Copy out all of the material, matching it word for word.
** start of DATA SECTION **
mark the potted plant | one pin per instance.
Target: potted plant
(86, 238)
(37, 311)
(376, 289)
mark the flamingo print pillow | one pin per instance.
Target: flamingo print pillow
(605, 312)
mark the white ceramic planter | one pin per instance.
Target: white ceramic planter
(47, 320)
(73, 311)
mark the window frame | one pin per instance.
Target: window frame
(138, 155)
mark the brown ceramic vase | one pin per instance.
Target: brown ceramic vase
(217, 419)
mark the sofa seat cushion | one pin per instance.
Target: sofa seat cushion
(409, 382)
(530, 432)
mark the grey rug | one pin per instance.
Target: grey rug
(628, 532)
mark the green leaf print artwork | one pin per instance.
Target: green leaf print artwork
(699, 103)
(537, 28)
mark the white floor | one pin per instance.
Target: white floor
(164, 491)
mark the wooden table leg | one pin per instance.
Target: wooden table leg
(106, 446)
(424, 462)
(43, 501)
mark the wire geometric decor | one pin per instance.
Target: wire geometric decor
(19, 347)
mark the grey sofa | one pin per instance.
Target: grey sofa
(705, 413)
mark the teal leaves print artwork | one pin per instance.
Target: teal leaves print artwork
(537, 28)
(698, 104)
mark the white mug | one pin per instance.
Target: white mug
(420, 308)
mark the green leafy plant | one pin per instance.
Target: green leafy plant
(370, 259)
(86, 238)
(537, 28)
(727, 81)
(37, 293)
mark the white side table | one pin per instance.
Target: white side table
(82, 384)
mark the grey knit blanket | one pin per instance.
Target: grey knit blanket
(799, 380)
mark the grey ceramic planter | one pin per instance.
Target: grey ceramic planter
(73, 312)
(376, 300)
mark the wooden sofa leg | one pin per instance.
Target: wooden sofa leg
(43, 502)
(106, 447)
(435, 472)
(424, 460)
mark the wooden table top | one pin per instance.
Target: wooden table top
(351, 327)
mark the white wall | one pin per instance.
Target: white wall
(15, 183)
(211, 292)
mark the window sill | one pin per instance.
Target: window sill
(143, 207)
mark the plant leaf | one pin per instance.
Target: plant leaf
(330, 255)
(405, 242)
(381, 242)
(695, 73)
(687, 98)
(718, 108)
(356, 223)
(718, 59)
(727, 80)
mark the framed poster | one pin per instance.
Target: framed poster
** end of DATA SECTION **
OUTPUT ::
mark the potted plant | one pin per instance.
Target: potted plant
(86, 238)
(37, 311)
(376, 289)
mark the flamingo print pillow | one pin per instance.
Target: flamingo print pillow
(605, 312)
mark the white ceramic planter | one pin per instance.
Target: white ceramic planter
(47, 320)
(73, 311)
mark the window frame | one pin per instance.
Target: window frame
(138, 155)
mark the brown ceramic vase | one pin per instance.
Target: brown ceramic vase
(217, 419)
mark the sofa seat cushion | one pin per instance.
Target: sofa seat cushion
(409, 382)
(530, 432)
mark the grey rug | one pin per instance.
Target: grey rug
(628, 532)
mark the green leaf print artwork | one pin per instance.
Target: green leaf print artwork
(699, 103)
(537, 28)
mark the white floor | one pin per instance.
Target: white floor
(164, 491)
mark the wooden table leg | one pin per instance.
Target: wooden table leg
(106, 446)
(424, 462)
(43, 501)
mark the wire geometric decor | one pin per instance.
Target: wire geometric decor
(19, 347)
mark the grey sofa | one pin per instance.
Target: grey sofa
(705, 413)
mark the teal leaves print artwork | one pin per instance.
Target: teal leaves print artwork
(537, 28)
(698, 104)
mark the white mug | one pin per instance.
Target: white mug
(420, 308)
mark the green leafy plant | one pin per instance.
Target: green leafy plant
(370, 259)
(86, 238)
(537, 28)
(727, 81)
(37, 293)
mark the white side table | one pin per instance.
Target: white side table
(82, 384)
mark the grey knit blanket | one pin per instance.
Target: grey knit blanket
(799, 380)
mark the grey ceramic planter | one pin per instance.
Target: grey ceramic planter
(73, 312)
(376, 300)
mark the wooden sofa leg | one pin per instance.
Target: wooden sofa leg
(43, 502)
(106, 447)
(435, 472)
(424, 460)
mark the wooden table top | one pin per instance.
Target: wooden table top
(351, 327)
mark the white wall | one pin per instance.
Target: white wall
(15, 183)
(211, 292)
mark the window sill | one pin per instance.
Target: window sill
(143, 207)
mark the plant leaf | one pin per instance.
Target: plant leaf
(330, 255)
(405, 242)
(381, 242)
(695, 73)
(687, 98)
(718, 108)
(356, 223)
(718, 59)
(727, 80)
mark the framed poster | one pin per instance.
Target: framed poster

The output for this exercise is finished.